My pet is on a grain free (or a raw food) diet, so it can’t be food allergies, right?

The short answer to this very common question is “WRONG!”  Unfortunately, there has been a  great deal of misinformation in regards to commercial based diets vs grain free or raw food diets.  There has been a push by some to feed more of a raw food diet.  Raw food diets can potentially be unbalanced, thus not providing the right nutrition for the health of your pet or could potentially be contaminated with harmful organisms, resulting in your pet acquiring an infectious disease.  Grains have gotten a bad rap in the last few years, and although they can cause food allergies, they are lower on the list of likely suspects. Additionally, grain free and raw food diets have been linked to an increased risk in dilated cardiomyopathy, a heart disease, in some dogs.

Most often the offending food allergy is to an animal protein such as beef, chicken, dairy or fish, no matter how processed or “unprocessed” (i.e. raw) a food is.  Food allergy, much like environmental allergies, can cause variable degrees of itching/chewing, recurrent skin and ear infections and occasionally gastrointestinal problems (loose stool, vomiting).  Food allergy is often a very frustrating diagnosis to make as veterinarians have to ask their owners to please stop feeding their pet’s current diet and all their treats.  In order to perform a good food trial to rule in or out a food allergy, it is imperative that the trial be strict.  Although the more common offending ingredients in your pet’s diet are animal protein-based, the possibilities of other ingredients are likely as well due to the varied nature of our pets’ foods and treats, and there is no way of knowing which ingredient might be the one contributing to a food allergy.

+-------+

▸ **Activity**: Rewrite the part of the pet food allergy article that opens with the words containing "The short answer" and closes with "in some dogs.", putting "confusion" in place of "misinformation". The items come from a different source than the article.

+-------+

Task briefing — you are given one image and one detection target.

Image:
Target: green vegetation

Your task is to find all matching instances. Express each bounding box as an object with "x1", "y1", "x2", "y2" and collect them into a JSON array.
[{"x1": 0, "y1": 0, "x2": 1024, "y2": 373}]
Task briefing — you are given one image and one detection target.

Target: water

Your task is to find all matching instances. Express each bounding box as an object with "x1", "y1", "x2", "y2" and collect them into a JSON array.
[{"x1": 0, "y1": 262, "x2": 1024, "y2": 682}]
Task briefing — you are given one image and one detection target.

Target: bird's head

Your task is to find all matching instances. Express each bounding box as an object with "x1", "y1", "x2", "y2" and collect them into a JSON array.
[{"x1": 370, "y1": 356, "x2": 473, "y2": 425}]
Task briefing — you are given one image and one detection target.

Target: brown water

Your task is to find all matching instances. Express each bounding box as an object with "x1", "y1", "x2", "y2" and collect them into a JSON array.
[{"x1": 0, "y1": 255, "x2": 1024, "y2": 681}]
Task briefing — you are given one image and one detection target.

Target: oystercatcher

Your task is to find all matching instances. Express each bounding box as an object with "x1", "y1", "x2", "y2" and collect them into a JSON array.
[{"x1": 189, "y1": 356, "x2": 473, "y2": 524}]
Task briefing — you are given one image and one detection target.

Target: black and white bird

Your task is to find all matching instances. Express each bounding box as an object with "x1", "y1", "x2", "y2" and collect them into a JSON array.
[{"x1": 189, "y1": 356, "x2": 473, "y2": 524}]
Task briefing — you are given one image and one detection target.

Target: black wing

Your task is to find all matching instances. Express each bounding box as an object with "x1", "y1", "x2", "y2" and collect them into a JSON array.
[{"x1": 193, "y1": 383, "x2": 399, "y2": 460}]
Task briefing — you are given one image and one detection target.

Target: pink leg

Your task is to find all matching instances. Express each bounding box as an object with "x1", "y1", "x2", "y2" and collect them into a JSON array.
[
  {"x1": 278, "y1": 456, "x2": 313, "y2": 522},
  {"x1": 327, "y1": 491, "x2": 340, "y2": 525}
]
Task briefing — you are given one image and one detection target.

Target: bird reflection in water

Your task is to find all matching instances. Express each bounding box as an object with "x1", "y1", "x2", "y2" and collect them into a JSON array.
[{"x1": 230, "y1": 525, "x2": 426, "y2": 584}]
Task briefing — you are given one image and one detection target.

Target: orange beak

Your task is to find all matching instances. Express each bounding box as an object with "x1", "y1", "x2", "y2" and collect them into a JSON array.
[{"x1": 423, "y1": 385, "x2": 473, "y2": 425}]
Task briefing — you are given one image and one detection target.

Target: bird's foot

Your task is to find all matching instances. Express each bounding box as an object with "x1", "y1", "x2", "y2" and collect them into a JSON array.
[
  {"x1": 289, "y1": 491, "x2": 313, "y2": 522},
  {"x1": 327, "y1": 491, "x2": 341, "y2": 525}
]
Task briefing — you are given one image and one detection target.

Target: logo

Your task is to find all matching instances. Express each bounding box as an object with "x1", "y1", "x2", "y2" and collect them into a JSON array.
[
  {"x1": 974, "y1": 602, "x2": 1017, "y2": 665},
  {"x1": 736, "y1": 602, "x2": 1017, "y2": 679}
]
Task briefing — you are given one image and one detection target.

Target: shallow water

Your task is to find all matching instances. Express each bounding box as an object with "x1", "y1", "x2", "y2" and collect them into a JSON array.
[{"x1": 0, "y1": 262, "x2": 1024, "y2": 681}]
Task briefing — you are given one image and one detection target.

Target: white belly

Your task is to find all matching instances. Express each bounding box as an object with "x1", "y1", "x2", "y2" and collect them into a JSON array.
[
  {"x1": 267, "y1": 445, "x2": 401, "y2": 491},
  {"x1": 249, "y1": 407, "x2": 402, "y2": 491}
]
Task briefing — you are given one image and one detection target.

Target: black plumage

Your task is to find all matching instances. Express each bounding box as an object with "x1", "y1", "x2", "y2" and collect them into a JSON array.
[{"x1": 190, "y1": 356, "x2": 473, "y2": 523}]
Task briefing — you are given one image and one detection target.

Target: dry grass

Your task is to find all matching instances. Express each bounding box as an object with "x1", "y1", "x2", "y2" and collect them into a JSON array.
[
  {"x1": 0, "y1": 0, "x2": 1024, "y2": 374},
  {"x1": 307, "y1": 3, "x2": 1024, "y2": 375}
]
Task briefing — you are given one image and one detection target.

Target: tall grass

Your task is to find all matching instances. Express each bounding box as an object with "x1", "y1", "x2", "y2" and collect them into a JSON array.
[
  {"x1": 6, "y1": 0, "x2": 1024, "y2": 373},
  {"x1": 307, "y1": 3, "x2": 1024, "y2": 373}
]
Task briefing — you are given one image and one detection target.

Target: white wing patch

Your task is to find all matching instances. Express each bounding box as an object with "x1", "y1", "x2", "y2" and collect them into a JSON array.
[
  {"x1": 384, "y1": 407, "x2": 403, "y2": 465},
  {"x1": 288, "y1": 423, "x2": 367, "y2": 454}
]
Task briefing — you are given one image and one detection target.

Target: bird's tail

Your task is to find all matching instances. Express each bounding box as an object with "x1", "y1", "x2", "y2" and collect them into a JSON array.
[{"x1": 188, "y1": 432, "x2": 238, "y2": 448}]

+-------+

▸ **Output for this task**:
The short answer to this very common question is “WRONG!”  Unfortunately, there has been a  great deal of confusion in regards to commercial based diets vs grain free or raw food diets.  There has been a push by some to feed more of a raw food diet.  Raw food diets can potentially be unbalanced, thus not providing the right nutrition for the health of your pet or could potentially be contaminated with harmful organisms, resulting in your pet acquiring an infectious disease.  Grains have gotten a bad rap in the last few years, and although they can cause food allergies, they are lower on the list of likely suspects. Additionally, grain free and raw food diets have been linked to an increased risk in dilated cardiomyopathy, a heart disease, in some dogs.